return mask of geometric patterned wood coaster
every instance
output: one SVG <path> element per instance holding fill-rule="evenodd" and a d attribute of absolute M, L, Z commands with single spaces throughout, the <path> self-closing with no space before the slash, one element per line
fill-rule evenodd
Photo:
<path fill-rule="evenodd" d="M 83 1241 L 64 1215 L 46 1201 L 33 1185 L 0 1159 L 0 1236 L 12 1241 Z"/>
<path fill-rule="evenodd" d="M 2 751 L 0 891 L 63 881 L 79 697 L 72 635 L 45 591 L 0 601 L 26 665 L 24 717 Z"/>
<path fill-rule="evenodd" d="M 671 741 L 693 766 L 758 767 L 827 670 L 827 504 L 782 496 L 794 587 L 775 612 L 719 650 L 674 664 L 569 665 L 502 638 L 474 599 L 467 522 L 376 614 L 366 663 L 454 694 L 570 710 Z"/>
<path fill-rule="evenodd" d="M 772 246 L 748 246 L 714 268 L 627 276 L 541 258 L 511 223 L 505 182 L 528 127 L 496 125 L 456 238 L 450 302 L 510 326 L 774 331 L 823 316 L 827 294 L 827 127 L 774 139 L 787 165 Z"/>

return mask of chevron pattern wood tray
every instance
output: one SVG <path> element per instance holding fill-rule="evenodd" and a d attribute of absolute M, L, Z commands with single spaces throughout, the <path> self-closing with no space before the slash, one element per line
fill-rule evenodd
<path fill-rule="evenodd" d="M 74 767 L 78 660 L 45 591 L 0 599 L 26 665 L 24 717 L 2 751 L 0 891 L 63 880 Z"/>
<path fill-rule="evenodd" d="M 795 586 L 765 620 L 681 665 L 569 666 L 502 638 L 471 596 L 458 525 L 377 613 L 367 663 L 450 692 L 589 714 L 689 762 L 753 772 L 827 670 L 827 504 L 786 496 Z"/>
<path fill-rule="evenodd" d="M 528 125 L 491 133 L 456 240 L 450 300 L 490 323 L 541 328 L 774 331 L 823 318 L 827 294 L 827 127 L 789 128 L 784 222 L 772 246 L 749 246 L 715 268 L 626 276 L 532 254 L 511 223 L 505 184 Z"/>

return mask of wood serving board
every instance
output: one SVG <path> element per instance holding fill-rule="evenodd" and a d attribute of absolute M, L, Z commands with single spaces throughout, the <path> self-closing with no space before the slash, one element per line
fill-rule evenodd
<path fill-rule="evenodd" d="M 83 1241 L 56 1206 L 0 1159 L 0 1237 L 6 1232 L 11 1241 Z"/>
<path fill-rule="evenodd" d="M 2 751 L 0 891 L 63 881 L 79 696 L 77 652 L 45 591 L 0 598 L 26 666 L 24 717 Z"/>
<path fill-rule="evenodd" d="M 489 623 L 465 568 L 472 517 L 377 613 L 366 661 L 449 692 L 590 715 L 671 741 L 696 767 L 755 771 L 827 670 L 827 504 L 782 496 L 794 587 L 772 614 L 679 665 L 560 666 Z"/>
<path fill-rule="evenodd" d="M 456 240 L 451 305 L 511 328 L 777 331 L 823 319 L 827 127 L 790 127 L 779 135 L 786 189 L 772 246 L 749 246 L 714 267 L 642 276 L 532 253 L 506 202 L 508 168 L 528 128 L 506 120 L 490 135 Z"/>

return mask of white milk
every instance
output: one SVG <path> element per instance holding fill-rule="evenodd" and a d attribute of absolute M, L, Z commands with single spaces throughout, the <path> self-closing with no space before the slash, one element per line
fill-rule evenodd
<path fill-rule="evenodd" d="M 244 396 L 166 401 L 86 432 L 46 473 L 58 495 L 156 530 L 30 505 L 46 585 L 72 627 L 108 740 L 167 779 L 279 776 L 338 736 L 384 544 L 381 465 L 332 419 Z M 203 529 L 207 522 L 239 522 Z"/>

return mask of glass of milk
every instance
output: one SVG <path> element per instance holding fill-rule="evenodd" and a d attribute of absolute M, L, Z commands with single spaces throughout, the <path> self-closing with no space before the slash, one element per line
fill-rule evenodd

|---|

## Written instruction
Render all the data above as a numbered list, one line per item, leaving out the blank lines.

## Output below
1. return mask of geometric patterned wood coaster
2. every instance
3. output: one SVG <path> element per instance holding fill-rule="evenodd" and a d attribute of absolute M, L, Z commands with single spaces throughout, the <path> self-closing with no space before the slash, one element per line
4. fill-rule evenodd
5. Photo:
6. <path fill-rule="evenodd" d="M 83 1241 L 64 1215 L 46 1201 L 33 1185 L 0 1159 L 0 1236 L 12 1241 Z"/>
7. <path fill-rule="evenodd" d="M 2 751 L 0 891 L 63 881 L 79 697 L 72 635 L 45 591 L 0 601 L 26 665 L 24 717 Z"/>
8. <path fill-rule="evenodd" d="M 671 741 L 693 766 L 758 767 L 827 670 L 827 504 L 782 496 L 794 587 L 775 612 L 719 650 L 674 664 L 569 665 L 502 638 L 474 599 L 467 522 L 376 614 L 366 663 L 454 694 L 570 710 Z"/>
9. <path fill-rule="evenodd" d="M 772 246 L 748 246 L 714 268 L 627 276 L 541 258 L 511 223 L 505 182 L 528 127 L 496 125 L 456 238 L 450 302 L 510 326 L 774 331 L 823 316 L 827 294 L 827 127 L 774 139 L 787 165 Z"/>
10. return mask of chevron pattern wood tray
11. every instance
12. output: one SVG <path> element per instance holding fill-rule="evenodd" and a d attribute of absolute M, L, Z commands with single spaces throughout, the <path> self-closing with no space before the slash, one element per line
13. fill-rule evenodd
14. <path fill-rule="evenodd" d="M 74 767 L 78 660 L 45 591 L 0 599 L 26 665 L 24 717 L 2 751 L 0 891 L 63 880 Z"/>
15. <path fill-rule="evenodd" d="M 795 586 L 765 620 L 681 665 L 569 666 L 502 638 L 471 596 L 458 525 L 377 613 L 367 663 L 450 692 L 589 714 L 689 762 L 753 772 L 827 670 L 827 504 L 786 496 Z"/>
16. <path fill-rule="evenodd" d="M 528 125 L 491 133 L 456 240 L 450 300 L 490 323 L 541 328 L 774 331 L 823 318 L 827 294 L 827 127 L 789 128 L 784 222 L 772 246 L 749 246 L 715 268 L 626 276 L 532 254 L 511 223 L 505 184 Z"/>
17. return mask of wood serving board
18. every instance
19. output: one SVG <path> element per instance holding fill-rule="evenodd" and a d attribute of absolute M, L, Z commands with single spaces throughout, the <path> self-closing with no space before the slash, one element per line
20. fill-rule evenodd
21. <path fill-rule="evenodd" d="M 83 1241 L 56 1206 L 0 1159 L 0 1237 L 6 1232 L 11 1241 Z"/>
22. <path fill-rule="evenodd" d="M 2 751 L 0 891 L 63 881 L 79 696 L 77 652 L 45 591 L 0 598 L 26 666 L 24 717 Z"/>
23. <path fill-rule="evenodd" d="M 489 623 L 465 568 L 472 517 L 377 613 L 366 661 L 449 692 L 590 715 L 671 741 L 696 767 L 755 771 L 827 670 L 827 504 L 782 496 L 794 587 L 772 614 L 679 665 L 560 666 Z"/>
24. <path fill-rule="evenodd" d="M 456 240 L 451 305 L 511 328 L 777 331 L 823 319 L 827 127 L 790 127 L 779 135 L 786 189 L 772 246 L 749 246 L 714 267 L 642 276 L 532 253 L 506 202 L 508 168 L 528 128 L 506 120 L 490 135 Z"/>
25. return mask of white milk
26. every instance
27. output: one SVG <path> element per instance holding fill-rule="evenodd" and a d attribute of absolute M, L, Z commands with single spaces throughout, the <path> self-closing with no space before the slash, one element per line
28. fill-rule evenodd
29. <path fill-rule="evenodd" d="M 244 396 L 166 401 L 86 432 L 46 473 L 58 495 L 156 530 L 30 505 L 46 585 L 72 627 L 108 740 L 167 779 L 279 776 L 338 736 L 384 544 L 381 465 L 332 419 Z M 203 529 L 207 522 L 239 522 Z"/>
30. return mask of glass of milk
31. every instance
32. output: one SVG <path> element per instance holding fill-rule="evenodd" and a d attribute of absolute M, L, Z commands with single spaces throughout, the <path> self-closing with no space before the slash, one element per line
33. fill-rule evenodd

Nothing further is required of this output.